* [WHAT YOU SHOULD DO] Retype every entry exactly, character for character.

* [GIVEN DATA]
========================

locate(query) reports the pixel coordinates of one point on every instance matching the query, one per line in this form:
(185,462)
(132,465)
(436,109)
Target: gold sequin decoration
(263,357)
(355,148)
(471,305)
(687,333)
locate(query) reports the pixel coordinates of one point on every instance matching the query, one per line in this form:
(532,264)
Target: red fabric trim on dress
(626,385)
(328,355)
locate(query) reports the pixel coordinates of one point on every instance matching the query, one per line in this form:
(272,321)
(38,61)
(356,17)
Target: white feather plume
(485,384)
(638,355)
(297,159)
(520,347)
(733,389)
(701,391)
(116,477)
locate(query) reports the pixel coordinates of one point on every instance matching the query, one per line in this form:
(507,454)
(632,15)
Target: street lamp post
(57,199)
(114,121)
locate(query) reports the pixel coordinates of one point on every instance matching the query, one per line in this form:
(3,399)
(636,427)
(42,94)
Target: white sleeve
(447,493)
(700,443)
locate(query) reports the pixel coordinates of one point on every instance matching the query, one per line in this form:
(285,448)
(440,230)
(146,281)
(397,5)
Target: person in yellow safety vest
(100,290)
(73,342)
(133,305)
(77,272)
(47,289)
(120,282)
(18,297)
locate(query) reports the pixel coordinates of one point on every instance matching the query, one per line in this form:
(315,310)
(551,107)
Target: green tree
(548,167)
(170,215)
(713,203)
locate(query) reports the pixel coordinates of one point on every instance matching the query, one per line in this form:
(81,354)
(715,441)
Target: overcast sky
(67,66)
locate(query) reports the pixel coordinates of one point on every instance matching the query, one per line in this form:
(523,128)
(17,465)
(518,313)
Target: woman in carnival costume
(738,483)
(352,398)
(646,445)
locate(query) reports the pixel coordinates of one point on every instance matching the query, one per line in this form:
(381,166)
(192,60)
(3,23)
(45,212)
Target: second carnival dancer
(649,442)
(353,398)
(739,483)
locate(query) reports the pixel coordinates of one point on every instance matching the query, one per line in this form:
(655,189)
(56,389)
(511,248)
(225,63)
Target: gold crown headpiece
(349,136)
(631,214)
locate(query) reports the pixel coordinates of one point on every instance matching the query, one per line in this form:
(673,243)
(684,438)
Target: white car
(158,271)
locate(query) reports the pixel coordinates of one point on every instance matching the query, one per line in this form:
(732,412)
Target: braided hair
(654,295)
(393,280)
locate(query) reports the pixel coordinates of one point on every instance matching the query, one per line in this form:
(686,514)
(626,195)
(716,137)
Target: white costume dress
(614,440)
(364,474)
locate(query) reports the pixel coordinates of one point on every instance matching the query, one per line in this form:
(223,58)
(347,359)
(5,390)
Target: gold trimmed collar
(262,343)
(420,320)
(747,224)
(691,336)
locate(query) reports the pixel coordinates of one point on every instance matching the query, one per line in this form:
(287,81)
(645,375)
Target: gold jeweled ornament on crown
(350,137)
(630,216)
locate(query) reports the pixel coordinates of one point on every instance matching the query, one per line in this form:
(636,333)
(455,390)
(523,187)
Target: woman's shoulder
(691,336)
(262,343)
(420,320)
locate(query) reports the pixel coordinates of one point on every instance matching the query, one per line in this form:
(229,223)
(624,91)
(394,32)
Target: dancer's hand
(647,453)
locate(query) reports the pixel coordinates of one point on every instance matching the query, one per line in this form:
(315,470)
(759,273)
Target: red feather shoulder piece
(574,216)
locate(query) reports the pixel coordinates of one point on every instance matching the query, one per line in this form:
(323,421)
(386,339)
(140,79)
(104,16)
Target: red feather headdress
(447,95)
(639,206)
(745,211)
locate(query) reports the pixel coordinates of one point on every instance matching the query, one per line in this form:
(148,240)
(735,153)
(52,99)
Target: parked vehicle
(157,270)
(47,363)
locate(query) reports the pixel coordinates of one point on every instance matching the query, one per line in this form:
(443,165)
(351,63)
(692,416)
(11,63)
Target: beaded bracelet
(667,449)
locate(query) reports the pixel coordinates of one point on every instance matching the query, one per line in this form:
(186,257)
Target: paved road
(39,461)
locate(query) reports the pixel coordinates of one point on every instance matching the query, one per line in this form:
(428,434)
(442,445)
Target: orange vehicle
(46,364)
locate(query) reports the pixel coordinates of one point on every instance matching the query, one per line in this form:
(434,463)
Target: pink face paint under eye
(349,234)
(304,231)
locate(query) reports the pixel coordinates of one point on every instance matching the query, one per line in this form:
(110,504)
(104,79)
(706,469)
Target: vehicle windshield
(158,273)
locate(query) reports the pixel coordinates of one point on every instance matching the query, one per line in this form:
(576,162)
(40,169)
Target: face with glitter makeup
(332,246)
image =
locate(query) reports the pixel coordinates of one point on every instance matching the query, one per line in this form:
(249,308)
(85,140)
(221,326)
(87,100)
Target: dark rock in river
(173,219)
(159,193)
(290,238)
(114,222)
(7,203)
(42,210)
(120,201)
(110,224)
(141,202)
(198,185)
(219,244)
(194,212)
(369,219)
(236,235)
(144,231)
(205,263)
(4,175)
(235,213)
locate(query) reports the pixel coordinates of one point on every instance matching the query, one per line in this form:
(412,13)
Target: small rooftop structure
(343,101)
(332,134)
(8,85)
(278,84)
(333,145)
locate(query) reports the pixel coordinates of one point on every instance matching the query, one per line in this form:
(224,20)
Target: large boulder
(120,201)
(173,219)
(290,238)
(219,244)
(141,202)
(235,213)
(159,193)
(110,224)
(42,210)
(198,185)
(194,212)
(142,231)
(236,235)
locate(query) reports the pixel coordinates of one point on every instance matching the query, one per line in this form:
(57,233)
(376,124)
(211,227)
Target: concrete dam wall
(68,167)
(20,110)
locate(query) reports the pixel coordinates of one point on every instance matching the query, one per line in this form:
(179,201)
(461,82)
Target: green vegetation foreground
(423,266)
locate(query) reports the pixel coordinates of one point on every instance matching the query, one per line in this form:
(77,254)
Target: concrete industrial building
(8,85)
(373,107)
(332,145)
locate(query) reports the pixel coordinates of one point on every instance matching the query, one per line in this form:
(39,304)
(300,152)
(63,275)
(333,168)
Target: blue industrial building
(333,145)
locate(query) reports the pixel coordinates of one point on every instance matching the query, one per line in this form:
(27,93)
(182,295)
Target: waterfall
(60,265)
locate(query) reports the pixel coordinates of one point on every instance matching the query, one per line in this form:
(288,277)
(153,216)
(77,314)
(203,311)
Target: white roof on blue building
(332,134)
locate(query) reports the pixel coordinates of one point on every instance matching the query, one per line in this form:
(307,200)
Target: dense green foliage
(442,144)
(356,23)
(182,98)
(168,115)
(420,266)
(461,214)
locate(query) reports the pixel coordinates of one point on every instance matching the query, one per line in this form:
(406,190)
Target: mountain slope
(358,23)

========================

* [TASK OUTPUT]
locate(query) reports the pixel coordinates of one point on every instance matching the query, one per line in this form:
(185,462)
(132,465)
(436,109)
Target: gold sequin decoration
(263,357)
(355,148)
(471,305)
(687,333)
locate(query) reports the pixel coordinates of one point on every instance matching the query, one per line in this form:
(532,264)
Target: red fabric trim on dress
(626,385)
(328,355)
locate(query) reports the pixel coordinates of one point on every instance matching the query, one per line in this form:
(272,321)
(38,61)
(356,17)
Target: white feather plume
(485,384)
(638,355)
(297,159)
(520,347)
(733,389)
(701,391)
(116,477)
locate(query) reports the pixel coordinates of one point on every instance matching the query, one per line in this form:
(507,454)
(632,15)
Target: street lamp post
(57,199)
(114,121)
locate(query) reports the pixel coordinates of one point on every instance matching the query, one per line in this form:
(3,399)
(636,427)
(42,94)
Target: white sleeve
(447,493)
(700,443)
locate(query) reports the pixel coordinates of one point on every instance matching the query, one per line in this form:
(285,448)
(440,230)
(146,281)
(397,5)
Target: person in yellow safety vest
(100,290)
(73,342)
(133,305)
(77,272)
(47,289)
(120,282)
(18,297)
locate(query) reports the pixel coordinates of one point on every instance matching the query, one per line in this form:
(315,310)
(551,107)
Target: green tree
(548,167)
(170,215)
(713,203)
locate(query) reports the pixel coordinates of one point on every instance matching the query, one per line in this form:
(81,354)
(715,441)
Target: overcast sky
(67,66)
locate(query) reports the pixel coordinates of one point on every instance matching the query, one per line in this form:
(523,128)
(17,465)
(518,313)
Target: woman in carnival costume
(738,483)
(352,398)
(646,445)
locate(query) reports the pixel coordinates of one point on every instance matching the query, one per line in this form:
(381,166)
(192,60)
(3,23)
(45,212)
Target: second carnival dancer
(649,442)
(353,398)
(739,483)
locate(query) reports the pixel coordinates of one point on every instance matching the query, one per line in this form:
(655,189)
(56,389)
(511,248)
(225,63)
Target: gold crown headpiece
(349,136)
(631,214)
locate(query) reports the pixel coordinates of one point on every instance matching the query, one per line in this form:
(673,243)
(684,438)
Target: white car
(158,271)
locate(query) reports the pixel coordinates of one point on every instance matching the query, one per line in this form:
(732,412)
Target: braided hair
(654,295)
(393,280)
locate(query) reports the pixel coordinates of one point on every instance matching the query, one per line in this form:
(686,514)
(626,195)
(716,137)
Target: white costume dress
(614,440)
(364,474)
locate(query) reports the pixel coordinates of one point on every instance matching the query, one per line in this form:
(223,58)
(347,359)
(5,390)
Target: gold trimmed collar
(262,343)
(420,320)
(747,224)
(691,336)
locate(query) reports the pixel coordinates of one point on every instance matching the query, one per line in this form:
(287,81)
(645,375)
Target: gold jeweled ornament on crown
(350,137)
(630,216)
locate(query) reports the pixel coordinates of one point on every instance matching the query, one per line in this form:
(636,333)
(455,390)
(523,187)
Target: woman's shoulder
(691,336)
(262,343)
(420,320)
locate(query) reports the pixel coordinates of one point on every instance matching the query, one per line in this form:
(229,223)
(624,91)
(394,32)
Target: dancer's hand
(647,453)
locate(query) reports the pixel coordinates of one point on every instance matching the query, one per line in this form:
(315,470)
(759,273)
Target: red feather shoulder piece
(574,216)
locate(query) reports the pixel coordinates of one point on every instance matching the query, one per line in this form:
(323,421)
(386,339)
(140,79)
(104,16)
Target: red feather headdress
(447,95)
(639,206)
(745,211)
locate(query) reports the pixel coordinates of one point on every instance matching the query, one per line in this form:
(148,240)
(735,153)
(52,99)
Target: parked vehicle
(157,270)
(47,363)
locate(query) reports the pixel coordinates of one point on every instance matching the query, one per line in this form:
(443,165)
(351,63)
(692,416)
(11,63)
Target: beaded bracelet
(667,449)
locate(query) reports the pixel coordinates of one point on every instance matching the query, one per line in this form:
(186,257)
Target: paved road
(39,461)
locate(query) reports the pixel coordinates of one point on every instance matching the query, one per line in this form:
(428,434)
(442,445)
Target: orange vehicle
(46,364)
locate(query) reports the pixel coordinates of one point on every instance matching the query, one per line in this form:
(434,463)
Target: pink face paint under eye
(349,234)
(304,231)
locate(query) reports the pixel coordinates of one point on every instance matching the query, one per line in this form:
(110,504)
(104,79)
(706,469)
Target: vehicle windshield
(158,273)
locate(query) reports the pixel coordinates of one point on every instance matching the query, one per line in this form:
(576,162)
(40,169)
Target: face with glitter makeup
(332,246)
image =
locate(query) reports the pixel coordinates of one point on every instance matching the query, one per line in this form:
(249,308)
(85,140)
(221,326)
(87,100)
Target: dark rock in river
(173,219)
(159,193)
(290,238)
(114,222)
(7,203)
(42,210)
(120,201)
(110,224)
(141,202)
(198,185)
(219,244)
(194,212)
(369,219)
(236,235)
(144,231)
(205,263)
(4,175)
(235,213)
locate(query) reports the pixel coordinates of one point on every instance matching the query, one per line in this form:
(412,13)
Target: small rooftop structure
(343,101)
(332,134)
(8,85)
(278,84)
(333,145)
locate(query) reports the pixel coordinates of one point on every instance matching the query, one per line in this form:
(224,20)
Target: large boulder
(120,201)
(173,219)
(290,238)
(219,244)
(141,202)
(235,213)
(159,193)
(110,224)
(42,210)
(198,185)
(194,212)
(142,231)
(236,235)
locate(query) reports the pixel coordinates of one point on every instance matching the query, one per line in this form:
(57,233)
(376,124)
(211,227)
Target: concrete dam wall
(68,167)
(20,110)
locate(query) reports the pixel coordinates of one point on every instance matching the query, one per line in this form:
(179,201)
(461,82)
Target: green vegetation foreground
(423,266)
locate(query) reports the pixel coordinates of one point on every instance matching the query, one per line in this form:
(77,254)
Target: concrete industrial building
(8,85)
(373,107)
(332,145)
locate(query) reports the pixel coordinates of one point on every instance matching the query, one per line in this form:
(39,304)
(300,152)
(63,275)
(333,168)
Target: blue industrial building
(333,145)
locate(query) reports the pixel coordinates of one point on every instance matching the query, one per line in this form:
(27,93)
(182,295)
Target: waterfall
(60,265)
locate(query) reports the pixel coordinates of one point on every instance matching the query, one per line in this form:
(288,277)
(153,216)
(77,314)
(203,311)
Target: white roof on blue building
(332,134)
locate(query) reports the pixel coordinates of one point on every instance matching the query, one per line in this form:
(307,200)
Target: dense green foliage
(442,144)
(356,23)
(182,98)
(168,115)
(420,266)
(461,214)
locate(query) reports the pixel coordinates of one point on every instance matching the query, one per line in this form:
(406,190)
Target: mountain slope
(358,23)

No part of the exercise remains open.